━━ MATERIAL ━━

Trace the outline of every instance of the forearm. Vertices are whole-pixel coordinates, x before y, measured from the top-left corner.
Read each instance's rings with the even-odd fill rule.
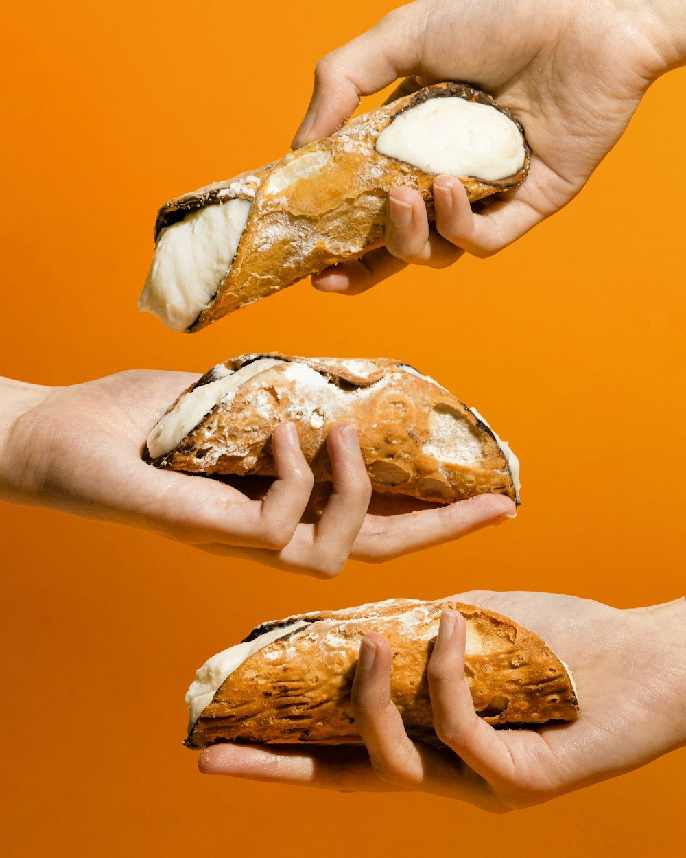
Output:
[[[31,503],[27,435],[32,411],[45,402],[51,390],[0,377],[0,500]]]
[[[686,746],[686,599],[664,605],[635,608],[642,614],[646,634],[658,647],[654,659],[656,686],[662,694],[664,711],[656,716],[669,718],[665,728],[665,750]]]

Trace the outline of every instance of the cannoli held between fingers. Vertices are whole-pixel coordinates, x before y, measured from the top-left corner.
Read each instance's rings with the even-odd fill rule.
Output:
[[[318,481],[332,480],[331,428],[348,423],[377,492],[438,503],[491,492],[519,503],[507,443],[432,378],[385,358],[232,358],[181,394],[143,457],[192,474],[274,476],[272,432],[290,420]]]
[[[350,120],[267,166],[165,203],[139,307],[197,331],[383,245],[388,190],[456,176],[470,202],[524,181],[521,125],[471,87],[440,83]]]
[[[390,644],[391,698],[408,734],[435,740],[426,668],[445,608],[465,618],[465,679],[484,721],[534,725],[579,717],[571,674],[538,635],[472,605],[389,599],[263,623],[214,656],[186,694],[184,744],[359,741],[350,692],[369,631]]]

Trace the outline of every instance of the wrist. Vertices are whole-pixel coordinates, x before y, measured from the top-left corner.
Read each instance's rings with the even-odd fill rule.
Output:
[[[30,415],[52,388],[0,377],[0,498],[21,502]]]
[[[683,747],[686,746],[686,599],[634,612],[642,615],[642,633],[653,641],[650,667],[659,689],[661,714],[670,721],[669,737],[665,734],[668,750]]]
[[[649,45],[644,60],[651,82],[686,64],[686,0],[611,0],[638,41]],[[652,56],[651,56],[652,54]]]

━━━

▸ **REQUIREMENT**
Output every line of the listing above as a numbered list, skipping blank lines and leaving out the picture.

▸ **EXERCISE RESULT**
1. Trace the outline of every instance of the forearm. Vertices are whole-pixel coordinates, x before y, measured from the top-left corner.
2. Read each instance's rings with the even-odd fill rule.
3. Output:
4. [[[31,503],[27,435],[32,411],[45,402],[51,390],[0,377],[0,500]]]
5. [[[686,746],[686,599],[664,605],[635,608],[642,614],[646,634],[658,647],[654,659],[656,686],[662,694],[664,711],[656,716],[669,718],[665,728],[665,750]]]
6. Trace the outline of every instance of the cannoli held between fingers. Vertices are whole-pixel coordinates, x before y, measured from the top-left corner.
7. Read each instance's rings with the even-odd fill rule.
8. Output:
9. [[[318,481],[332,480],[331,428],[348,423],[377,492],[438,503],[491,492],[519,503],[507,443],[432,378],[385,358],[232,358],[181,394],[143,457],[192,474],[274,476],[272,432],[290,420]]]
10. [[[350,120],[267,166],[165,203],[139,307],[197,331],[383,245],[388,190],[456,176],[470,202],[524,181],[521,125],[471,87],[440,83]]]
11. [[[390,644],[391,698],[408,734],[435,740],[426,668],[445,608],[465,618],[465,679],[484,721],[534,725],[579,717],[571,674],[538,635],[472,605],[389,599],[263,623],[214,656],[186,694],[184,744],[359,741],[350,692],[369,631]]]
12. Trace the outline of every instance of the wrist. Vertices are whole-pixel coordinates, x before y, measured from the top-left corner.
13. Read each instance's rings with the even-odd fill rule.
14. Output:
15. [[[30,415],[52,388],[0,377],[0,498],[21,502]]]
16. [[[683,747],[686,746],[686,599],[634,612],[642,615],[642,633],[653,641],[650,667],[659,689],[661,714],[670,721],[669,737],[665,734],[668,750]]]
17. [[[649,45],[644,60],[651,82],[686,64],[686,0],[611,0],[638,41]],[[652,56],[651,56],[652,54]]]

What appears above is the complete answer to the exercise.